#### [SOURCE]

··········

Across the nation, the first wave of a political movement rooted in agriculture’s role as a climate solution is gathering momentum. Unseen by most city dwellers and suburbanites, a carbon farming revolution is sweeping across the land. Driven by a mix of economic and ecological reasons, a growing number of farmers and ranchers are adopting practices to draw down carbon dioxide from the atmosphere, where it overheats the planet, into soil, where it boosts fertility. Plants have performed this pollution-to-nutrition alchemy nearly forever, with the deep, dark loam found in the world’s breadbaskets attesting to soil’s ability to keep carbon out of the air for thousands of years. Research suggests photosynthesis could “lock up” enough carbon to help civilization avert a climate catastrophe - assuming, of course, emissions from coal, oil, and natural gas are swiftly reduced through the deployment of renewable energy technologies.

Converting agriculture, from a net source of greenhouse gases to a net sink, flips the climate imperative from “do less harm” to “do more good,” a proactive planetary healing that recognizes ecological restoration is climate mitigation. As one sign that so-called regenerative agriculture is going mainstream, Kiss The Ground, a California-based advocacy organization, will soon release a soil documentary featuring cameos by a celebrity couple not known for farm activism: Tom Brady and Gisele Bundchen.

The right policies, of course, will be key to hastening a transition to climate-friendly agriculture, and democracy is answering the call. Healthy soil has risen from an obscure topic to a key issue for a small but swelling cadre of candidates able to think beyond the next election cycle.

  • Audrey Denney, candidate for Congress in California’s 1st District, encourages voters to send her to Washington, D.C. to “fight for the health of our soils, our planet, and our future.” Denney, raised in a farming family, studied Agricultural Education then learned agro-ecology by assisting with projects in El Salvador and Ghana. “At a federal level, I’d work for more funding to increase the staff of the Natural Resource Conservation Service, which does a great job providing technical assistance on stewarding and building our soil health. I’m also committed to an outcome-based system rather than a practice-based system, empowering farmers to find creative and economically viable climate mitigation solutions,” said Denney.

··········

#### [DATA PROVIDED]
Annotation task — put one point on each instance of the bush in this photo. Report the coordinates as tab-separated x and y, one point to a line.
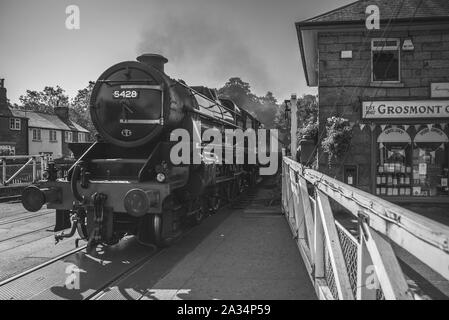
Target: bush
338	138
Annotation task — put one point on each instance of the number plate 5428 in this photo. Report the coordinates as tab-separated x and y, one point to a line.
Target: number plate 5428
125	94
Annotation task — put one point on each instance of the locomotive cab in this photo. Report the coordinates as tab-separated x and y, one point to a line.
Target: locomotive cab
125	183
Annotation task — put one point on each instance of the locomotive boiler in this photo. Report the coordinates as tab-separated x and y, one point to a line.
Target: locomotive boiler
126	183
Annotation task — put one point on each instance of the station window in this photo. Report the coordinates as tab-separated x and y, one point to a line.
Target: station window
14	124
68	136
53	137
36	134
385	60
7	150
415	167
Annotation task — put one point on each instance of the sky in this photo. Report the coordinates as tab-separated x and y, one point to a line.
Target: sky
205	41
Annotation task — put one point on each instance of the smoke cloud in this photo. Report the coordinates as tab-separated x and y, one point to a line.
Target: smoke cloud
205	49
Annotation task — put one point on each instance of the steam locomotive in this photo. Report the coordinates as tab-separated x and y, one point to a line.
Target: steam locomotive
125	183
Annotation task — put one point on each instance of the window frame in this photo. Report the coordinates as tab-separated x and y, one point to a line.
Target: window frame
53	134
68	136
36	134
15	124
397	48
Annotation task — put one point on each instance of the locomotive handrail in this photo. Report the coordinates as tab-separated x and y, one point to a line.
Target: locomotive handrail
203	96
342	266
119	160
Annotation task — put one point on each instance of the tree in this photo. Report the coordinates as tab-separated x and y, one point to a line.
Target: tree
79	109
44	101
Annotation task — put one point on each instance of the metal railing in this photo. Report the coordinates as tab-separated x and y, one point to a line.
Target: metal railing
22	173
357	263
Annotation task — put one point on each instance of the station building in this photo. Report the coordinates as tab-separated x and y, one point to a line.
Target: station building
392	84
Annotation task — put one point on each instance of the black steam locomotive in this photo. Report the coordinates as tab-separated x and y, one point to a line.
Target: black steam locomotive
125	183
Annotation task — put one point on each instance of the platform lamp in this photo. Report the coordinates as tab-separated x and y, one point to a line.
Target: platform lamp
287	112
293	124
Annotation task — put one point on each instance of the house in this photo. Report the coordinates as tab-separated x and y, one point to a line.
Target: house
392	84
33	133
13	130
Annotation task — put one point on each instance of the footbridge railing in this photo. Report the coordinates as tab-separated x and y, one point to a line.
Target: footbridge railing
21	169
356	258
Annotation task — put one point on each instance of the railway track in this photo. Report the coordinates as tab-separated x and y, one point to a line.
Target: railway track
98	272
6	221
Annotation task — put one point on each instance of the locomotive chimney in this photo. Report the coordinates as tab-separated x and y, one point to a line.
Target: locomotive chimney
153	60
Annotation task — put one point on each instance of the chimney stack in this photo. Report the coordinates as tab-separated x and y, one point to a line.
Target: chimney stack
3	98
62	113
153	60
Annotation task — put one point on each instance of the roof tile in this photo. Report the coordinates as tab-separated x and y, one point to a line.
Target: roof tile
389	9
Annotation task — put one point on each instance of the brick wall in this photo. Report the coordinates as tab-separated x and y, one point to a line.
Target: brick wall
344	83
19	138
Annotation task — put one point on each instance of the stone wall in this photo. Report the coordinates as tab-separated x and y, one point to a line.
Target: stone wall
18	138
345	83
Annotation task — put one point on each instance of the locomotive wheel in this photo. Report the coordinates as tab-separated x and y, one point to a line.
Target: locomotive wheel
157	229
214	201
199	215
150	232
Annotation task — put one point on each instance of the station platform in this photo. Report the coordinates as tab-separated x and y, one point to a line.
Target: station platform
243	252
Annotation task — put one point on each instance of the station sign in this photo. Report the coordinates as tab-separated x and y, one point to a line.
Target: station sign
405	109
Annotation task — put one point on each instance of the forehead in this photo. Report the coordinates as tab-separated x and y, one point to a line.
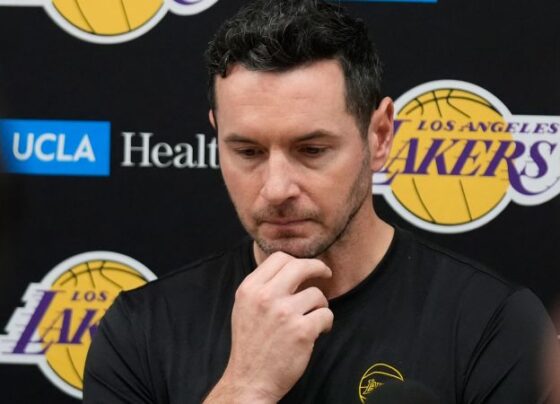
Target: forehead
308	96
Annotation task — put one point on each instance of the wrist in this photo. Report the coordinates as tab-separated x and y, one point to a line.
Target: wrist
231	392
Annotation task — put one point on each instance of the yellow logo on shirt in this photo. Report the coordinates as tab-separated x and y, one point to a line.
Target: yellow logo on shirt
376	376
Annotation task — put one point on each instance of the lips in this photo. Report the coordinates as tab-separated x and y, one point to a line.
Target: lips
285	222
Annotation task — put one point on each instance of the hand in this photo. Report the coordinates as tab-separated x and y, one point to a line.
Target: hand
274	328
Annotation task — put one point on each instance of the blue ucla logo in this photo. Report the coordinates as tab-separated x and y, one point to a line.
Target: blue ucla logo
48	147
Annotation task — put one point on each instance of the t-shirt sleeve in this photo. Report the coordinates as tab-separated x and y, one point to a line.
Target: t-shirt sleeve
115	372
507	365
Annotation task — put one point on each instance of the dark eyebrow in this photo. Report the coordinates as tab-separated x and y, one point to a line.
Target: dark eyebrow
317	134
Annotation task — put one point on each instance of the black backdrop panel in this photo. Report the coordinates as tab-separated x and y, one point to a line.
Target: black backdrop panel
156	84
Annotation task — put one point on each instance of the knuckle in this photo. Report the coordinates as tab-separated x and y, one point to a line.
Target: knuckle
243	291
282	312
304	333
263	299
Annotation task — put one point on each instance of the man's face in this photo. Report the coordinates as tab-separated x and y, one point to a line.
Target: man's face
292	157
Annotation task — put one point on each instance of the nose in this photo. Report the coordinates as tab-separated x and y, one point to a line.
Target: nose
280	180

··········

#### [WHAT YOU WILL DO]
Print the passage of the carbon farming article from "Converting agriculture, from" to "next election cycle." word for word.

#### [IN RESPONSE]
Converting agriculture, from a net source of greenhouse gases to a net sink, flips the climate imperative from “do less harm” to “do more good,” a proactive planetary healing that recognizes ecological restoration is climate mitigation. As one sign that so-called regenerative agriculture is going mainstream, Kiss The Ground, a California-based advocacy organization, will soon release a soil documentary featuring cameos by a celebrity couple not known for farm activism: Tom Brady and Gisele Bundchen.

The right policies, of course, will be key to hastening a transition to climate-friendly agriculture, and democracy is answering the call. Healthy soil has risen from an obscure topic to a key issue for a small but swelling cadre of candidates able to think beyond the next election cycle.